### Coordinate labeling data
______
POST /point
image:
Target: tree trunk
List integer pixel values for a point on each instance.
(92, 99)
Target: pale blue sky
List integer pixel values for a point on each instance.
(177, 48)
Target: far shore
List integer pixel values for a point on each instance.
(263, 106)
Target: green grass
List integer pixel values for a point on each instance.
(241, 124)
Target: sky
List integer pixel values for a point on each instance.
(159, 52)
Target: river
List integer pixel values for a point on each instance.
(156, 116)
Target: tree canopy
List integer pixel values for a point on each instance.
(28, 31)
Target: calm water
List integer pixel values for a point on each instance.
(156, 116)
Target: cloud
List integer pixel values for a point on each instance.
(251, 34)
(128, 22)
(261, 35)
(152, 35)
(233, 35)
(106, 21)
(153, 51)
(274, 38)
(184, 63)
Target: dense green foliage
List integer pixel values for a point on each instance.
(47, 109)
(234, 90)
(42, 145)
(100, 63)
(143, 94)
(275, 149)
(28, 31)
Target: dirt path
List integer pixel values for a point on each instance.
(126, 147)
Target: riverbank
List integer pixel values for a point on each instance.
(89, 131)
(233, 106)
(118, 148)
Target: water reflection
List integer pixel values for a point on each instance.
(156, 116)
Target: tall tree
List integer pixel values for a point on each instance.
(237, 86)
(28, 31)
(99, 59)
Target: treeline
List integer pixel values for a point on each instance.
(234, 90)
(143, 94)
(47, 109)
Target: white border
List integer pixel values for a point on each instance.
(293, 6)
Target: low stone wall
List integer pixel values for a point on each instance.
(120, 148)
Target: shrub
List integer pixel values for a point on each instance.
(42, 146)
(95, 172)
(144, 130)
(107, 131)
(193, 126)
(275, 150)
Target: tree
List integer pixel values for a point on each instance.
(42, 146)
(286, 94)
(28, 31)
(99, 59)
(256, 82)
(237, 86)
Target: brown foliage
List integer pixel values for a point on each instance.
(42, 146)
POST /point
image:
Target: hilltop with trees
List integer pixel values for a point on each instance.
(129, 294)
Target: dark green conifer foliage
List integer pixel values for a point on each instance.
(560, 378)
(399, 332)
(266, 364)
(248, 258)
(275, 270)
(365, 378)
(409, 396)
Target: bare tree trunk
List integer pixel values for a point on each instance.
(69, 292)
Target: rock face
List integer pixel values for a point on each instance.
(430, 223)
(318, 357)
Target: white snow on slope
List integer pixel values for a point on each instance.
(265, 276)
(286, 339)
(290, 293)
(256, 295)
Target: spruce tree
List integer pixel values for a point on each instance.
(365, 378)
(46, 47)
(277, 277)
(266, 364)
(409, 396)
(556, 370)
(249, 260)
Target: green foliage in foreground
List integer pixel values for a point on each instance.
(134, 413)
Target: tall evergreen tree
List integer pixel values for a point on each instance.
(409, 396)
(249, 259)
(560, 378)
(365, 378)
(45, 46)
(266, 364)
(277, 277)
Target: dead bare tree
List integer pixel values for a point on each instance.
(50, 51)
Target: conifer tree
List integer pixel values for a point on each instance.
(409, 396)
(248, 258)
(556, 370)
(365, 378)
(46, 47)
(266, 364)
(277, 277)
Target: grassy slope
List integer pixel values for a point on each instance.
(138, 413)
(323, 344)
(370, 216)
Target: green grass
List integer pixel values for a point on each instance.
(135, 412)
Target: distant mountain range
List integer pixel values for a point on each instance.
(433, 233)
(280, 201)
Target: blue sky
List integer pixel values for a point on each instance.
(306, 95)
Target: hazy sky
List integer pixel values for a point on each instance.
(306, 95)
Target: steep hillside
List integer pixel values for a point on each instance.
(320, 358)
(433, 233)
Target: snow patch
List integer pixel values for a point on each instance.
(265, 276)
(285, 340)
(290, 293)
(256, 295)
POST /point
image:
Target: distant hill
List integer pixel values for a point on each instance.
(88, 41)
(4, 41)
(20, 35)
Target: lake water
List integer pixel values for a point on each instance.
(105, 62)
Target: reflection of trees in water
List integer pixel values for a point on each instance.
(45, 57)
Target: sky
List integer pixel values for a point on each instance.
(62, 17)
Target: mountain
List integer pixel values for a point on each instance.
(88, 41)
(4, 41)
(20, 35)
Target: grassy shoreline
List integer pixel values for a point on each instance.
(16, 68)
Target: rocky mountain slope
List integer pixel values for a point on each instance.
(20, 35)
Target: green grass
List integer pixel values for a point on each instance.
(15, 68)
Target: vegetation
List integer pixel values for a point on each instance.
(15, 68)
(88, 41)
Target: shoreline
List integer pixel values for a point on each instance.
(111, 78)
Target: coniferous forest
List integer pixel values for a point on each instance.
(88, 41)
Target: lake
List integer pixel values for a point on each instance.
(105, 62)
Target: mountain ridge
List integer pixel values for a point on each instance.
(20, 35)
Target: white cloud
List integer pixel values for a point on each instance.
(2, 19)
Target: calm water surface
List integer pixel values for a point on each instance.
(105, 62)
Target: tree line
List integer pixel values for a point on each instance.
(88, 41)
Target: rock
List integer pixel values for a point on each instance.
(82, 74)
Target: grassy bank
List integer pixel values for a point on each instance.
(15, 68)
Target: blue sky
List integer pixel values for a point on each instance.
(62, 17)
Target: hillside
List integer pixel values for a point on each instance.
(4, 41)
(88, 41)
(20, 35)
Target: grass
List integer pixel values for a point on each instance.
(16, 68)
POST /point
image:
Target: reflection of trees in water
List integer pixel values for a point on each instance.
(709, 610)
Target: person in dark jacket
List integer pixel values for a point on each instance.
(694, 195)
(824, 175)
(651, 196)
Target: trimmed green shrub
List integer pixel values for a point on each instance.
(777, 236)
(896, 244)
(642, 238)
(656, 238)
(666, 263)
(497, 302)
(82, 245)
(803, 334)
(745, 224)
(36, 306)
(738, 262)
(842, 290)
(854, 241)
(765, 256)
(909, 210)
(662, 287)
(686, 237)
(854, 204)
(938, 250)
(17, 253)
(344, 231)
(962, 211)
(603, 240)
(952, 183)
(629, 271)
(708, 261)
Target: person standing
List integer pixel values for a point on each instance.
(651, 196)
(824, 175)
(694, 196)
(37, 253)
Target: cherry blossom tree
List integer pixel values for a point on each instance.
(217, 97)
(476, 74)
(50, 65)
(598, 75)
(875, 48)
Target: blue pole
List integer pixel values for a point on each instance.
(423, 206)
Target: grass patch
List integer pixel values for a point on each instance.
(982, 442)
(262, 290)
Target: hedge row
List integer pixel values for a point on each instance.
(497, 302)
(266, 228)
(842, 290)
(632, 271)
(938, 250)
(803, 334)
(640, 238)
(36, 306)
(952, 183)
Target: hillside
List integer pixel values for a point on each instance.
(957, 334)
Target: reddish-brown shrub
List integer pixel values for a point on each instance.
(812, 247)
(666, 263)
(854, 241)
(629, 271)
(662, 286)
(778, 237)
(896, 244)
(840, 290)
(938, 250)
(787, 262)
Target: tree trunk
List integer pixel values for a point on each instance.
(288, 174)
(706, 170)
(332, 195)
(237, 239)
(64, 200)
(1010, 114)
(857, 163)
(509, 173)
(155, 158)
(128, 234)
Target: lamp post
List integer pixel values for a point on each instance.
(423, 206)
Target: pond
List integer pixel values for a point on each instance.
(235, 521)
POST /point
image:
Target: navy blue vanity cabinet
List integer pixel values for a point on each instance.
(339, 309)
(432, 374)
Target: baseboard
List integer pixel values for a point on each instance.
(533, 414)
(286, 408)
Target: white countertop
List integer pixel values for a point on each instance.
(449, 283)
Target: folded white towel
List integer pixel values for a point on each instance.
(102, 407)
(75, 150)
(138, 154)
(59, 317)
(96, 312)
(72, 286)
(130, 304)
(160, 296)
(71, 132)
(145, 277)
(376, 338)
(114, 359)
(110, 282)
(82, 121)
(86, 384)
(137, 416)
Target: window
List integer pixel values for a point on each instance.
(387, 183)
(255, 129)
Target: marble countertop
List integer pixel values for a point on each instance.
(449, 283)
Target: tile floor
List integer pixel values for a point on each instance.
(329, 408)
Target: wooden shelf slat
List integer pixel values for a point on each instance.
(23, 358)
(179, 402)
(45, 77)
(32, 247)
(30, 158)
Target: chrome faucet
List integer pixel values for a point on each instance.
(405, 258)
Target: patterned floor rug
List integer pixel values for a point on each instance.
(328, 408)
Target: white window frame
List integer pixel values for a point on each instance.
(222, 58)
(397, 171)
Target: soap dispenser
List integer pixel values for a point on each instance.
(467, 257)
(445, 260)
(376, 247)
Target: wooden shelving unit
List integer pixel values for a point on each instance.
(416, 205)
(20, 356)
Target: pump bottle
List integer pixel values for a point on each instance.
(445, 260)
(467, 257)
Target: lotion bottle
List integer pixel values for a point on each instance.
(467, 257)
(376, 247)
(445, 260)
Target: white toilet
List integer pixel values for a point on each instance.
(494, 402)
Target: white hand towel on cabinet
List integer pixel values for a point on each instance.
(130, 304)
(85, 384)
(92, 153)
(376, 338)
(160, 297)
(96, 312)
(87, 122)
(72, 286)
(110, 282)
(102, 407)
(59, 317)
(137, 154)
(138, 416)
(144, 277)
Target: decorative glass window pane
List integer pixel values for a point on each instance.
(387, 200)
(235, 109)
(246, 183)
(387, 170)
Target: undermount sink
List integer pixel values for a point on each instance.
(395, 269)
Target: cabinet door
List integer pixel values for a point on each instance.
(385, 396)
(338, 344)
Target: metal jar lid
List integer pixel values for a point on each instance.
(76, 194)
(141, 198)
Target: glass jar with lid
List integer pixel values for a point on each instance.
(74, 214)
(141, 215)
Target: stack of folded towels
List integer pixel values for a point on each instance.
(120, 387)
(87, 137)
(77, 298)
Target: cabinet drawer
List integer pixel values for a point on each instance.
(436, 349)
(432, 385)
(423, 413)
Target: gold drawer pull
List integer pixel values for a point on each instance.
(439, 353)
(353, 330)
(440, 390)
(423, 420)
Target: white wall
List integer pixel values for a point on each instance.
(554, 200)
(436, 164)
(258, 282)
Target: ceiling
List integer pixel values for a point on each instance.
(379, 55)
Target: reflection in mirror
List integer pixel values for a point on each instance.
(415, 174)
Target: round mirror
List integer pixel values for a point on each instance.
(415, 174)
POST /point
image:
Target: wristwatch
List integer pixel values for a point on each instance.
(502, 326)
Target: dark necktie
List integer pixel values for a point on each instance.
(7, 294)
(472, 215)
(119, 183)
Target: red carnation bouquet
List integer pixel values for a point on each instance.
______
### OBJECTIVE
Transcribe exactly the line containing "Target: white wall" and all remaining lines of the material, ending with the last one.

### TASK OUTPUT
Target: white wall
List integer pixel values for a point on each instance.
(554, 200)
(436, 164)
(258, 282)
Target: ceiling
List integer pixel values for a point on each instance.
(379, 55)
Target: reflection in mirror
List integer pixel values for a point on each instance.
(415, 174)
Target: round mirror
List integer pixel values for a point on each instance.
(415, 174)
POST /point
image:
Target: wristwatch
List integer pixel values for a point on each instance.
(502, 326)
Target: dark necktie
List integer pixel values for a point on each instance.
(7, 294)
(472, 215)
(119, 183)
Target: red carnation bouquet
List integer pixel values for a point on each instance.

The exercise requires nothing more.